Instruction 1
Print the stretch of the binary-syntax notation text from "In order to" through "is not relevant.)", word for word.

Text excerpt
They mirror the conventions used for :ref:`abstract syntax <grammar>`.
In order to distinguish symbols of the binary syntax from symbols of the abstract syntax, :math:`\mathtt{typewriter}` font is adopted for the former.
* Terminal symbols are :ref:`bytes <syntax-byte>` expressed in hexadecimal notation: :math:`\hex{0F}`.
* Nonterminal symbols are written in typewriter font: :math:`\B{valtype}, \B{instr}`.
* :math:`B^n` is a sequence of :math:`n\geq 0` iterations of :math:`B`.
* :math:`B^\ast` is a possibly empty sequence of iterations of :math:`B`.
(This is a shorthand for :math:`B^n` used where :math:`n` is not relevant.)
* :math:`B^?` is an optional occurrence of :math:`B`.
(This is a shorthand for :math:`B^n` where :math:`n \leq 1`.)
* :math:`x{:}B` denotes the same language as the nonterminal :math:`B`, but also binds the variable :math:`x` to the attribute synthesized for :math:`B`.
* Productions are written :math:`\B{sym} ::= B_1 \Rightarrow A_1 ~|~ \dots ~|~ B_n \Rightarrow A_n`, where each :math:`A_i` is the attribute that is synthesized for :math:`\B{sym}` in the given case, usually from attribute variables bound in :math:`B_i`.
* Some productions are augmented by side conditions in parentheses, which restrict the applicability of the production. They provide a shorthand for a combinatorial expansion of the production into many separate cases.

Collected data entries
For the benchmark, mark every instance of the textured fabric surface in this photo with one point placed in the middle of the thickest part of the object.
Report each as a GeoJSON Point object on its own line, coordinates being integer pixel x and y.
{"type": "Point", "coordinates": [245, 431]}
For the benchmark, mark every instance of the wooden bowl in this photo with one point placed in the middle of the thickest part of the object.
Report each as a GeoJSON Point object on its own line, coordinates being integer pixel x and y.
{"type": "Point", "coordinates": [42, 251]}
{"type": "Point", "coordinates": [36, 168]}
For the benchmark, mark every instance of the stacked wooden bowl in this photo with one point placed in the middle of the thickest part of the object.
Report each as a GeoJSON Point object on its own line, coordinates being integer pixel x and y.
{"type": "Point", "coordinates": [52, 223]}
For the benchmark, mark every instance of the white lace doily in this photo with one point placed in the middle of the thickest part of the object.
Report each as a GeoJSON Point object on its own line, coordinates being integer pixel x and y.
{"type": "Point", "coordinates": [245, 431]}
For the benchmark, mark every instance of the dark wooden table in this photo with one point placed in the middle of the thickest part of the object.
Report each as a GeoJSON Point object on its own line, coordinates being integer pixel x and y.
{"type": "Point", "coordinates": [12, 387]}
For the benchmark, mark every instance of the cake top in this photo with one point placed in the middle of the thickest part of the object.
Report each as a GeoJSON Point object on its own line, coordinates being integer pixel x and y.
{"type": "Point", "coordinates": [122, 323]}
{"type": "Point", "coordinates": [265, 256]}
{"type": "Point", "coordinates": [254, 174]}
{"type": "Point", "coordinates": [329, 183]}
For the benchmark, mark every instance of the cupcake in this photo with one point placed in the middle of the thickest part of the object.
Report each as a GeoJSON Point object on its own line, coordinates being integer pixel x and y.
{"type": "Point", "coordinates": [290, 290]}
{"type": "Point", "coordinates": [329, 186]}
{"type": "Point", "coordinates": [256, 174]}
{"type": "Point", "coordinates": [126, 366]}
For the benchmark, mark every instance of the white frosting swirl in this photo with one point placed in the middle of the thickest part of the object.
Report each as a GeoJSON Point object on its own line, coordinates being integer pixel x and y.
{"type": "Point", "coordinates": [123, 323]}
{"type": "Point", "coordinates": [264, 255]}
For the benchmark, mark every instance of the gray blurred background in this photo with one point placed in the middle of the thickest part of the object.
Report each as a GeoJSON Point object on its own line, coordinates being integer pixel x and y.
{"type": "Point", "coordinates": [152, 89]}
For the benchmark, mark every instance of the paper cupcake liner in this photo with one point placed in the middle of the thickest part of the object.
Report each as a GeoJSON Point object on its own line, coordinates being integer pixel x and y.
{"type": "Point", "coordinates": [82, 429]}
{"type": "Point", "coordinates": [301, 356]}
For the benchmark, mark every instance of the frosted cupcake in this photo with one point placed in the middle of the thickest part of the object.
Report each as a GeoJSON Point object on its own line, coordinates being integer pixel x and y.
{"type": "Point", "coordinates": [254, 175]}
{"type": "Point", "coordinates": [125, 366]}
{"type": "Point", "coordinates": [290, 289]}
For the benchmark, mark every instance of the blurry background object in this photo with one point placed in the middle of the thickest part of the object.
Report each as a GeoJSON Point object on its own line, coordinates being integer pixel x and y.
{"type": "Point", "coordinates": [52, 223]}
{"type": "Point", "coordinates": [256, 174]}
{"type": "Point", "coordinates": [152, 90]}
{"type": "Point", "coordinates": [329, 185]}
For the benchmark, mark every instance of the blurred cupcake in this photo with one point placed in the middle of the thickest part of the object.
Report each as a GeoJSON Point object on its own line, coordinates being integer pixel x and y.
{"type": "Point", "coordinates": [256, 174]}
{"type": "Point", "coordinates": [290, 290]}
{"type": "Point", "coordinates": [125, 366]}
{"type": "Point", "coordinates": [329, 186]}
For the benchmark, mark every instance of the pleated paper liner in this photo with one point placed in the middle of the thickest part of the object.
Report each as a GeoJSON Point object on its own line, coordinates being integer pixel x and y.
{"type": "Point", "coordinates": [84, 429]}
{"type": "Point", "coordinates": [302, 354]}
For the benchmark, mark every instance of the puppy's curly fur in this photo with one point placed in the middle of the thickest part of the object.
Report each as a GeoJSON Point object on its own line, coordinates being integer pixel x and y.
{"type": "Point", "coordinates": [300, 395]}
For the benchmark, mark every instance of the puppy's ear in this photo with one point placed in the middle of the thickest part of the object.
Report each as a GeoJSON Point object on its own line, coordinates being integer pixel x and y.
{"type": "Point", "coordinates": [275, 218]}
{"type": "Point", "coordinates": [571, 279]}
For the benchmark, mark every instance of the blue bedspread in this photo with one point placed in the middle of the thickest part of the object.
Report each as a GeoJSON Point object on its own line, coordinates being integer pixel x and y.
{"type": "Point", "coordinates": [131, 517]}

Instruction 2
In the stretch of the listing from the line containing "For the benchmark, mark every instance of the pleated" through the end of the listing, switch "puppy's" to "dog's". Give back only those lines, with nothing else changed.

Complete answer 1
In order to distinguish symbols of the binary syntax from symbols of the abstract syntax, :math:`\mathtt{typewriter}` font is adopted for the former.
* Terminal symbols are :ref:`bytes <syntax-byte>` expressed in hexadecimal notation: :math:`\hex{0F}`.
* Nonterminal symbols are written in typewriter font: :math:`\B{valtype}, \B{instr}`.
* :math:`B^n` is a sequence of :math:`n\geq 0` iterations of :math:`B`.
* :math:`B^\ast` is a possibly empty sequence of iterations of :math:`B`.
(This is a shorthand for :math:`B^n` used where :math:`n` is not relevant.)

Complete answer 2
For the benchmark, mark every instance of the pleated paper liner in this photo with one point placed in the middle of the thickest part of the object.
Report each as a GeoJSON Point object on its own line, coordinates being integer pixel x and y.
{"type": "Point", "coordinates": [84, 429]}
{"type": "Point", "coordinates": [302, 354]}
For the benchmark, mark every instance of the dog's curly fur in this photo with one point placed in the middle of the thickest part of the object.
Report each as a GeoJSON Point object on its own line, coordinates being integer pixel x and y.
{"type": "Point", "coordinates": [300, 395]}
For the benchmark, mark every instance of the dog's ear in this photo with one point placed in the middle of the thickest part of the object.
Report each as a GeoJSON Point object on its own line, coordinates being integer pixel x and y.
{"type": "Point", "coordinates": [275, 218]}
{"type": "Point", "coordinates": [571, 279]}
For the benchmark, mark every instance of the blue bedspread in this photo with one point placed in the middle of the thickest part of the object.
Report each as a GeoJSON Point object on its own line, coordinates being integer pixel x and y.
{"type": "Point", "coordinates": [131, 517]}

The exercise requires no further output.